- SUPPLIED DATA -

START

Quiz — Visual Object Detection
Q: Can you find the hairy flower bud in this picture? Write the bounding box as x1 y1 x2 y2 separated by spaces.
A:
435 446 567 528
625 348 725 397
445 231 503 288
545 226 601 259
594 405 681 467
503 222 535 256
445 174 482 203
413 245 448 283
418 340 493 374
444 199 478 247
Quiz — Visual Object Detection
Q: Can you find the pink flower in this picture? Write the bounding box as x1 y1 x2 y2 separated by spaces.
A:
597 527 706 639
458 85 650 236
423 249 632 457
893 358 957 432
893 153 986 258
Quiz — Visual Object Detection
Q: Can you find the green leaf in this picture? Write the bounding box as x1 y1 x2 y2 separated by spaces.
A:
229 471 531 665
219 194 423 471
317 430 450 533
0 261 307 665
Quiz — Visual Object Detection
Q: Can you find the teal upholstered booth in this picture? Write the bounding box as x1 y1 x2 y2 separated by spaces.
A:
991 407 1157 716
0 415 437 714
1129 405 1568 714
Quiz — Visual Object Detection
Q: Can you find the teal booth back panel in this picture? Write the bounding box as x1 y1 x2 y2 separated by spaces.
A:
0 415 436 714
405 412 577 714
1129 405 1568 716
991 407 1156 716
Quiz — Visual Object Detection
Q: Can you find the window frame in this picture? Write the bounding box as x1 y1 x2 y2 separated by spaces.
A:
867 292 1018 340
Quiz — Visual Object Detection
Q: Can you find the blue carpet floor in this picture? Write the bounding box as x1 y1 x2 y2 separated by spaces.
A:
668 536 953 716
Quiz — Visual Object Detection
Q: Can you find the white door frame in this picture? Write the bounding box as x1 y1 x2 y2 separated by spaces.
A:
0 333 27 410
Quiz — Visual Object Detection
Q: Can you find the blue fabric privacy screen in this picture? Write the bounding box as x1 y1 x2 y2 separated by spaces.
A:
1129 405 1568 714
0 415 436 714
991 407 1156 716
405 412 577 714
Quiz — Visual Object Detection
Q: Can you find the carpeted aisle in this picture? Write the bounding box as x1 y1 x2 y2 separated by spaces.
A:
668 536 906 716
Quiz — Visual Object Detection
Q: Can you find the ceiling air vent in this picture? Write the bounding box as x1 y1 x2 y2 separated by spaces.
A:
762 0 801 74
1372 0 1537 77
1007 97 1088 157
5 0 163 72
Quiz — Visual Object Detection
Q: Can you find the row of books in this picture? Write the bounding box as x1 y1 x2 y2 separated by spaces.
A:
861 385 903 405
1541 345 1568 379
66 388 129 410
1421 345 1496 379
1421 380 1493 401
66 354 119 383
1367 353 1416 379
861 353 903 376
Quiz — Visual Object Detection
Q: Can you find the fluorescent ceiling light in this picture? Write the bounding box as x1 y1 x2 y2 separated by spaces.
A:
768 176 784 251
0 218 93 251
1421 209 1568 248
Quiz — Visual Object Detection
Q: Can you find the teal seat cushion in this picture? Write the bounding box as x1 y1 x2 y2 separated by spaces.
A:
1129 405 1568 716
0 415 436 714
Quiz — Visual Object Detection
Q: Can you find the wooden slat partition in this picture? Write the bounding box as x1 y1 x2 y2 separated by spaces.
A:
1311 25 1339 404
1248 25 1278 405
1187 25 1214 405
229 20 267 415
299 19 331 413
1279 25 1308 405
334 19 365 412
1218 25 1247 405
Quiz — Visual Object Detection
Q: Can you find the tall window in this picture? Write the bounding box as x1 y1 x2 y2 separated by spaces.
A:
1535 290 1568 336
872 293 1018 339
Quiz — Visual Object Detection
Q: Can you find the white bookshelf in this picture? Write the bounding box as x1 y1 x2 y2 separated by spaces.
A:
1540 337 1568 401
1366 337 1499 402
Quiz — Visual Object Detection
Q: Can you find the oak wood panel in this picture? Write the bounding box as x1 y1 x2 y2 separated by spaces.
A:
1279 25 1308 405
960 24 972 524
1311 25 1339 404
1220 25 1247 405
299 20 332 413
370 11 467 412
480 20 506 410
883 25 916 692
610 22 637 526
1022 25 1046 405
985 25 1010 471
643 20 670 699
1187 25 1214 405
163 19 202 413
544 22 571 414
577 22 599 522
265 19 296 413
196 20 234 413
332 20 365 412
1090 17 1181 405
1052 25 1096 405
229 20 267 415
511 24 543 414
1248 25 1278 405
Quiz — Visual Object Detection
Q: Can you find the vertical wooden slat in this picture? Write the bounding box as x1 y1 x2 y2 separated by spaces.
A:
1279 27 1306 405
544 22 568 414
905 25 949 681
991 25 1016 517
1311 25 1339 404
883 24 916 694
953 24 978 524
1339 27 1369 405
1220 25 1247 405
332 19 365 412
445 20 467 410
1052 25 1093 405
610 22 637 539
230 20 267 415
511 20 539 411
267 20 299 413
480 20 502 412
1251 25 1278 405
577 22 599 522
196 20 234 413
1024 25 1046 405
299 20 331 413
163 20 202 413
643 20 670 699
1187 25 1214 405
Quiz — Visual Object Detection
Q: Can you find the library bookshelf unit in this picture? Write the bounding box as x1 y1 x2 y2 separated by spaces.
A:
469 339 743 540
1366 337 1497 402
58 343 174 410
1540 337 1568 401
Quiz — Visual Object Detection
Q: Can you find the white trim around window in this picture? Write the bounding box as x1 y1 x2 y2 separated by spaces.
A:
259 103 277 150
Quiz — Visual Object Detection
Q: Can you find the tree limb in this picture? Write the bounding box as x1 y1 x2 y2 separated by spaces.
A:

END

- TASK OBJECTIVE -
Which lines in the items above contain the word "window"? Copy each of them in full.

- RESPONSE TO THIS TASK -
Q: Can you find the window frame in this picture? Write the bounding box as x1 y1 x2 y2 separated by spaces.
Q: Can you find the tall window in this picture? Write the bounding box as x1 y1 x2 y2 separated by spaces.
Q: Can you find the white trim around window in this picture? Write the bounding box as x1 y1 x2 y2 separated by spaces.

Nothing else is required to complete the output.